## What you need to do:
Each of the entries beneath this task should be written out exactly.

= = = = = = =

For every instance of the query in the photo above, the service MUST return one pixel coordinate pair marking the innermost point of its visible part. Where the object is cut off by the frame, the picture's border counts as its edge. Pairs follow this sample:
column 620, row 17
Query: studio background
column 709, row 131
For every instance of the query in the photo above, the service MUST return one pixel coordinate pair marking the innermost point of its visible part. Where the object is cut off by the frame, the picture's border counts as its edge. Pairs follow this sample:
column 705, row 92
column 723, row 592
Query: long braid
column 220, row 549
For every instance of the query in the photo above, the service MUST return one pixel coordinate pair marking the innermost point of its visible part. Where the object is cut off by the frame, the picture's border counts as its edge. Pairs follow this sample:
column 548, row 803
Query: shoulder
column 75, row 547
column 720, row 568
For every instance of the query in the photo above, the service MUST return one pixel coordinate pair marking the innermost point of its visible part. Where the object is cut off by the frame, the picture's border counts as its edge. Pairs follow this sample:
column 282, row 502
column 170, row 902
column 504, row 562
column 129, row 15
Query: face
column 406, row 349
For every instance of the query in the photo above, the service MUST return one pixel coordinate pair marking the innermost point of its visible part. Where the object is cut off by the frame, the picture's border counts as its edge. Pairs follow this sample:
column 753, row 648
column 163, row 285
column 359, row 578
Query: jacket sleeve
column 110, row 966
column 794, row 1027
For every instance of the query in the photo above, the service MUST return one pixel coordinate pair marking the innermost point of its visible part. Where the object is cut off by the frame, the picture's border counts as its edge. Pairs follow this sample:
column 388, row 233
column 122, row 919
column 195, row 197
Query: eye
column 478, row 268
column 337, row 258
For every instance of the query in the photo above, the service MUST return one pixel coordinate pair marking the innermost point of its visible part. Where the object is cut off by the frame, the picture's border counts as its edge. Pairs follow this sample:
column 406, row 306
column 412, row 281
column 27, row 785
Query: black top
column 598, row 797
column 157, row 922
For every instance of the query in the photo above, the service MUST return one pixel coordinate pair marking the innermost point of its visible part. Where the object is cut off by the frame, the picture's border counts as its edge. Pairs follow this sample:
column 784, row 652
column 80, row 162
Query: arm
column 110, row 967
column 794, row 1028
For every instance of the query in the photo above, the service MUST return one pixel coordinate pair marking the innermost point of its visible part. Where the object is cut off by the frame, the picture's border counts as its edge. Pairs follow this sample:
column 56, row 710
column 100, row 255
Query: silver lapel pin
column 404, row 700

= = = = = = =

## Your solution:
For every instance of the query in the photo above, the service MUST return one pixel coordinate pair marking the innermost point of its visible part. Where the object is cut off by the frame, the picture's border counts as its edge. Pairs follow this sample:
column 620, row 17
Query: studio background
column 709, row 131
For every instance of the query in the photo above, the service MUST return one pixel coordinate pair marking the innermost point of its visible part. Where the object is cut off by the frame, the picture's border counts as its edge. Pairs follow this sample:
column 705, row 92
column 723, row 592
Query: long braid
column 220, row 549
For every instance of the query in the photo above, the service MUST return one pixel coordinate pair marking the innermost point of its visible part. Where the object is cut off by the frame, the picture's border counts as its edge. Pairs follow this sample:
column 548, row 803
Query: shoulder
column 75, row 547
column 720, row 568
For every instance of the query in the photo above, the service MUST return one pixel coordinate pair marking the innermost point of its visible part. Where the object is cut off by the frame, the picture's border counts as its edge. Pairs follow this sample:
column 282, row 502
column 170, row 902
column 504, row 562
column 129, row 15
Query: face
column 406, row 349
For every instance of the query in the photo above, the service MUST return one pixel coordinate pair marking the innermost point of its visible part. Where the object is cut off by the frame, the picture's border counts as its edge. Pairs follow this sample:
column 753, row 648
column 163, row 285
column 359, row 578
Query: jacket sleeve
column 110, row 966
column 794, row 1027
For every instance of the query in the photo above, the service MUST return one pixel coordinate pair marking the innermost point of its visible part. Where the object is cut off by the frame, the picture's border counts as its edge. Pairs follow this sample:
column 388, row 233
column 122, row 919
column 195, row 197
Query: eye
column 478, row 268
column 337, row 258
For every instance of the query in the photo above, the service MUST return one pixel coordinate pair marking the innermost point of its visible part. Where the object is cut off by the frame, the picture's border counts as its edge. Pairs follow this sample:
column 406, row 306
column 412, row 281
column 27, row 785
Query: black top
column 598, row 797
column 157, row 922
For every instance of the query in the photo above, the service MUST return one pixel coordinate pair marking the innermost point of its visible part. Where the object is cut off by the frame, the picture's border counts as its edge. Pairs follow this sample:
column 784, row 652
column 80, row 162
Query: arm
column 110, row 967
column 794, row 1028
For every instance of the query in the photo above, the service MUST return one pixel coordinate pair marking the innermost point of its visible part. Where the object is cut off by the frame, the picture's border counts as its edge. Pairs follow this sample:
column 56, row 710
column 100, row 255
Query: silver lapel pin
column 404, row 700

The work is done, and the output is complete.